Cuando por fin pude llegar a casa encontré a mis hijos tomando el sol, en medio del campo, jugando al Monopoly en una mesa de playa. El pequeño tocaba mal una guitarra pequeña y el sol pegaba fuerte. La novia del mediano jugaba también con ellos y ya habían comido. Me ayudaron a arreglar una fuga de agua que había en el sótano, ¡el colmo!
La tarde fue divertida, hicimos hogueras en la finca con pinocha y restos de poda. Paseamos a Yoda, el perro jedi de la casa, y nos pusimos a limpiar el jardín. Quitaron la raíz de un árbol de la buena sombra que había caído; se quemaron con el sol y quedaron como guiris recién llegados a Benidorm. Salimos a la aventura de conseguir pilas gordas para oír la radio pillando las últimas del chino-argentino de Santa Faz (Faz divina, ¡misericordia!).

• • • • • • •

Qué se pide
Extrae del relato de la tarde en casa, sin alterar nada, el pasaje que comienza con las palabras que contienen "Cuando por fin" y termina con "(Faz divina, ¡misericordia!).".

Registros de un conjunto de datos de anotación
• • • • • • •

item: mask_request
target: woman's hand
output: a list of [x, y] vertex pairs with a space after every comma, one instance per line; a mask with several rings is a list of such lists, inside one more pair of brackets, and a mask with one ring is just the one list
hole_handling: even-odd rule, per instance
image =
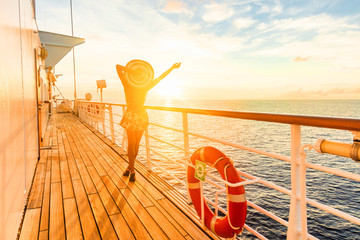
[[181, 63], [175, 63], [173, 66], [172, 66], [172, 68], [179, 68], [181, 66]]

• • • • • • •

Resultado
Cuando por fin pude llegar a casa encontré a mis hijos tomando el sol, en medio del campo, jugando al Monopoly en una mesa de playa. El pequeño tocaba mal una guitarra pequeña y el sol pegaba fuerte. La novia del mediano jugaba también con ellos y ya habían comido. Me ayudaron a arreglar una fuga de agua que había en el sótano, ¡el colmo!
La tarde fue divertida, hicimos hogueras en la finca con pinocha y restos de poda. Paseamos a Yoda, el perro jedi de la casa, y nos pusimos a limpiar el jardín. Quitaron la raíz de un árbol de la buena sombra que había caído; se quemaron con el sol y quedaron como guiris recién llegados a Benidorm. Salimos a la aventura de conseguir pilas gordas para oír la radio pillando las últimas del chino-argentino de Santa Faz (Faz divina, ¡misericordia!).